##### 本文
この記事は BASE アドベントカレンダー2日目の記事です。

勉強会の隠れた課題「読書会のジレンマ」に立ち向かう

BASEでシニアエンジニアをしているプログラミングをするパンダです。

この記事では普通の社内読書会をレベルアップする方法を紹介します。自分の所属するチームでは2ヶ月に渡る勉強会でこの方法を実践した結果、参加者の全員が書籍の内容をしっかり学べたという手応えを感じています。実際に、チームメンバー全員から今までよりも効果的な読書会だったと感想を貰えました。

結論を先に書くと、その方法は自分たちが触っているレポジトリから書籍の内容に当てはまるところと、書籍の内容を実現できていないところを探して発表するというものです。つまり、本で得た知識をすぐに使うというアクティブラーニング志向の読書会です。
##########
#### 課題の指示
本文によれば、筆者のチームはこの読書会の方法をどれほどの期間の勉強会で実践しましたか。 データはこの課題に一切関係しません。
##### データ一覧
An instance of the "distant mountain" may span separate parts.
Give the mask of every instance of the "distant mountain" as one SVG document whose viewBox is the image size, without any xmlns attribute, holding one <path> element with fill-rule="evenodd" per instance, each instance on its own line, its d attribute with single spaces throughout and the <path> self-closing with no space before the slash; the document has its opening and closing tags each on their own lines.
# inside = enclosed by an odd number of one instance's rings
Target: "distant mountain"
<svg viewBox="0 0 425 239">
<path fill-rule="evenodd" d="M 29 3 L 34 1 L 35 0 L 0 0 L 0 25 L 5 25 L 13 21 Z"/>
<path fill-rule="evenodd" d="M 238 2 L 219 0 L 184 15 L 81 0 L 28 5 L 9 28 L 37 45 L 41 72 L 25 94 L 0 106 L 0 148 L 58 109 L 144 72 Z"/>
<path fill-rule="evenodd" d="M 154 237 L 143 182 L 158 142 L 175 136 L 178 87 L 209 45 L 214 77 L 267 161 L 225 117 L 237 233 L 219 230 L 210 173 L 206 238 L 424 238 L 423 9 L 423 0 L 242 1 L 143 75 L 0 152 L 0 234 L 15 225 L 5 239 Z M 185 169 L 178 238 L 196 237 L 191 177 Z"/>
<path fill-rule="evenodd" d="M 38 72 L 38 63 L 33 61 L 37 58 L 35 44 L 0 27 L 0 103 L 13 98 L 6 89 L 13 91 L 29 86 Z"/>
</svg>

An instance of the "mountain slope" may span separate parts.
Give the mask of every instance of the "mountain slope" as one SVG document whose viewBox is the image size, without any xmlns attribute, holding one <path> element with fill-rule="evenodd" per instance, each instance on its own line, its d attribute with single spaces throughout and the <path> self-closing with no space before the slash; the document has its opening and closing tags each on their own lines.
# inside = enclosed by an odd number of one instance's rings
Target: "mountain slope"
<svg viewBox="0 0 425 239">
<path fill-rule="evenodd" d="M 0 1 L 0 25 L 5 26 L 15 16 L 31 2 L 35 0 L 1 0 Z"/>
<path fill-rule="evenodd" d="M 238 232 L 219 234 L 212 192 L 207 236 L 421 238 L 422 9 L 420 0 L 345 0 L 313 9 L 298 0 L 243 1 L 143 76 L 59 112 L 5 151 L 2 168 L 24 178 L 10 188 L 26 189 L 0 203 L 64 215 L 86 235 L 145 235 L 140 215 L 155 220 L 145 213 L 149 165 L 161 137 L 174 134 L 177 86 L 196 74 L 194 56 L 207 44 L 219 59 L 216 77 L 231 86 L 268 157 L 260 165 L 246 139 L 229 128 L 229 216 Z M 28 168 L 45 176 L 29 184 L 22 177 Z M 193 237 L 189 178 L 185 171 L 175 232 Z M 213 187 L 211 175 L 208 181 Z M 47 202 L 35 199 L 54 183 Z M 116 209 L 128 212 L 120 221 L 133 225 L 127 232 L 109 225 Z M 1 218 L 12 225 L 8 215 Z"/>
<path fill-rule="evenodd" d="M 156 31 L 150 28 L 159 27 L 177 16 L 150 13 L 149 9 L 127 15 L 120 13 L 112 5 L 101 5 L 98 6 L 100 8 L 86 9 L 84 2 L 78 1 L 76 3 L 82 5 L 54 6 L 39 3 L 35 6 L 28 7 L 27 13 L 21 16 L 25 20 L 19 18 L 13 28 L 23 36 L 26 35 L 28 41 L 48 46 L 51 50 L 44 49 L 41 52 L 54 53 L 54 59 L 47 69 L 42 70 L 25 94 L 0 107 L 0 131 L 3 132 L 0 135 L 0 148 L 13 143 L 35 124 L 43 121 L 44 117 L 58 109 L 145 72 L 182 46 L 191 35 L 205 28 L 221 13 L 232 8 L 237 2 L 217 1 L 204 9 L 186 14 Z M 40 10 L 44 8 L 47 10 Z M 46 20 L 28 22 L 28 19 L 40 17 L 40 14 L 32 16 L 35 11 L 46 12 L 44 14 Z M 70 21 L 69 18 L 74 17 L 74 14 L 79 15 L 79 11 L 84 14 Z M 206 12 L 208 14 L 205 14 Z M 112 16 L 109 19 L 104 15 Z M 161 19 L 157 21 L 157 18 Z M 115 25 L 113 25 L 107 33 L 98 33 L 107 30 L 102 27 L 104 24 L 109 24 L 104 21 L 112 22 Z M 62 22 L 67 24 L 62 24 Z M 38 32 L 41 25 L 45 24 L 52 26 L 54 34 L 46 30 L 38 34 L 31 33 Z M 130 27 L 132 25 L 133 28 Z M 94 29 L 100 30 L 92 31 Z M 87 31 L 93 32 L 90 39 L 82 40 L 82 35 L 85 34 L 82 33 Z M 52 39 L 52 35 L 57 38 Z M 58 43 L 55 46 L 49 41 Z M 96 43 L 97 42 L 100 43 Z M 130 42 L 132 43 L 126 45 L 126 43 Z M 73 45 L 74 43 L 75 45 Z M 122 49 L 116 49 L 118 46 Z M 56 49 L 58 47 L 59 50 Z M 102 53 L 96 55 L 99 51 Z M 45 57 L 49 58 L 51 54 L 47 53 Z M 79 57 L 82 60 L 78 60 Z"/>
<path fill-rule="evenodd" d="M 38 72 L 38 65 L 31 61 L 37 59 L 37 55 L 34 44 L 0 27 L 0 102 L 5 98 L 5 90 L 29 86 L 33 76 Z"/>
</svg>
##########
#### 記述回答
2ヶ月に渡る勉強会で実践しました。